Esercizio breve:
Rispondi alle domande sul brano dedicato a Giorgia Meloni riportato più sotto.
1. Di quale conservatorismo era fautore Gianfranco Fini?
2. Quanto vale quasi Giorgia Meloni così com'è?
3. Tra quali atteggiamenti inclina storicamente il panorama politico italiano, anche a sinistra?

Brano di lettura:
• • •
Il dilemma un tantino stucchevole tra la destra esistente e quella desiderabile – emersa con prepotenza quando scese in campo Berlusconi (un liberista più gaudente che selvaggio che aveva il piccolo difetto di piacere a milioni di italiani) e divenuto un tormentone all’epoca della guerra tra quest’ultimo e il suo delfino mancato Gianfranco Fini (fautore di un conservatorismo modernizzatore bocciato dalle urne prima che dalla storia) – si ripropone ora con Giorgia Meloni, da mesi in crescita costante di consensi e sempre più accreditata come futura donna di governo. Così com’è vale quasi il venti per cento? Quanto varrebbe se seguisse i consigli di quelli che provano a spiegarle cosa fare e cosa dire (e anche come dirlo)? Forse il doppio, forse meno della metà.

Donna (e mamma), appunto. L’unica leader che è tale nel desolante panorama politico italiano, che anche a sinistra – al di là delle proclamazioni di principio – inclina storicamente tra il misogino, il patriarcal-padronale e un maschilismo ora becero ora malcelato. Ma non è questo ovviamente il suo surplus politico, anche se la cosa l’aiuta sul piano dell’immagine e della comunicazione.
• • •
Voci di dati archiviati

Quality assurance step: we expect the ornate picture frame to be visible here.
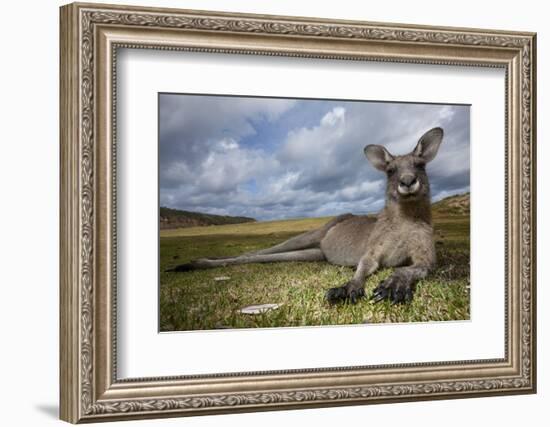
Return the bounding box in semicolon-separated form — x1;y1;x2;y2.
60;3;536;423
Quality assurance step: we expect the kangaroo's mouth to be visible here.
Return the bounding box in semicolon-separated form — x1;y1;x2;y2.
397;181;420;198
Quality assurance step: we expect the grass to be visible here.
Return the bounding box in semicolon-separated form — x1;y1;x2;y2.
• • •
Risposta scritta:
1. Di un conservatorismo modernizzatore, bocciato dalle urne prima che dalla storia.
2. Quasi il venti per cento.
3. Tra il misogino, il patriarcal-padronale e un maschilismo ora becero ora malcelato.